### Source document
Details Ticket 3354


Comment | Reply | Open


Serial Number 3354
Subject v.in.ascii crashing on large inputs
Area grass6
Queue grass
Requestors adanner@cs.duke.edu
Owner mneteler
Status resolved
Last User Contact Tue Jul 4 15:28:56 2006 (2 yr ago)
Current Priority 70
Final Priority 70
Due No date assigned
Last Action Tue Jul 4 15:29:00 2006 (2 yr ago)
Created Thu Jun 16 17:58:03 2005 (3 yr ago)

Transaction History Ticket 3354


Thu, Jun 16 2005 17:58:03    Request created by guest  
Subject: v.in.ascii crashing on large inputs

Platform: GNU/Linux/i386
grass obtained from: CVS
grass binary for platform: Compiled from Sources
GRASS Version: 6.1 CVS 11 June

A followup to bug 2903. I cannot import more than about three or four million
LIDAR points using v.in.ascii. It crashes with an out of memory error. 

From: 	Hamish
In reply to: Andrew Danner
Re: [GRASSLIST:7168] v.in.ascii out of memory
Date: 	Thu, 16 Jun 2005 15:42:02 +1200  (05:42 CEST)

> I'm trying to import a somewhat large file of 24.8 million LIDAR
> points (866MB) into GRASS 6.1 (11 Jun CVS) using v.in.ascii

Status: (all due to memory limitations [ie leaks])
  GRASS 6.0.0's v.in.ascii   ~ 100k points
  GRASS 6.1-cvs v.in.ascii   ~ 3M points (you)


> File format is just a list of easting, northing, and elevation in NC
> state-plane.

[Raw records]
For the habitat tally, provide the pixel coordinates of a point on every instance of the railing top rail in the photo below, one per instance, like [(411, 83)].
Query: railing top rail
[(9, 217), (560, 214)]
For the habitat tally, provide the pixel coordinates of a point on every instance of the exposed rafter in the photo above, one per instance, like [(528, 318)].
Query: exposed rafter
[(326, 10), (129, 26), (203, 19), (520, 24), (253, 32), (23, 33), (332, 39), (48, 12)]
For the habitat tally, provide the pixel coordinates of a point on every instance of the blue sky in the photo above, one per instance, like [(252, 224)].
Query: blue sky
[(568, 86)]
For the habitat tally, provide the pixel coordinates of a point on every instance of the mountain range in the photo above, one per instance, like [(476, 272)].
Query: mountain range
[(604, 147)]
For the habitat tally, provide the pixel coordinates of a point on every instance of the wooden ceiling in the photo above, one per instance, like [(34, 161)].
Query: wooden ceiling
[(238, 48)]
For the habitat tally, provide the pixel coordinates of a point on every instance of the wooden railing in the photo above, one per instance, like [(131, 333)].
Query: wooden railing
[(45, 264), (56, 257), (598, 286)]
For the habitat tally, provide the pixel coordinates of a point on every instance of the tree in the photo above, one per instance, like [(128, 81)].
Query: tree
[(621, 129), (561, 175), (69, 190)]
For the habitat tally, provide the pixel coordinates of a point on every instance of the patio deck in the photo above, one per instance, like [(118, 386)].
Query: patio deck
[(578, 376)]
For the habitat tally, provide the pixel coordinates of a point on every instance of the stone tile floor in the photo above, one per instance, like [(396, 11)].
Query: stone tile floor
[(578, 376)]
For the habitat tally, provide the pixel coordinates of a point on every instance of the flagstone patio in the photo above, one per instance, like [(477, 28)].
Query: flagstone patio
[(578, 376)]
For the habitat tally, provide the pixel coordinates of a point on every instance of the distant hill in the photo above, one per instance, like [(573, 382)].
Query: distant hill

### What you will do
A. Reproduce word for word the part of the bug ticket running from "A followup to" up to and including "3M points (you)".
B. According to the bug ticket, what is the size of the file of 24.8 million LIDAR points being imported?

### Task results
A.
A followup to bug 2903. I cannot import more than about three or four million
LIDAR points using v.in.ascii. It crashes with an out of memory error. 

From: 	Hamish
In reply to: Andrew Danner
Re: [GRASSLIST:7168] v.in.ascii out of memory
Date: 	Thu, 16 Jun 2005 15:42:02 +1200  (05:42 CEST)

> I'm trying to import a somewhat large file of 24.8 million LIDAR
> points (866MB) into GRASS 6.1 (11 Jun CVS) using v.in.ascii

Status: (all due to memory limitations [ie leaks])
  GRASS 6.0.0's v.in.ascii   ~ 100k points
  GRASS 6.1-cvs v.in.ascii   ~ 3M points (you)

B. 866MB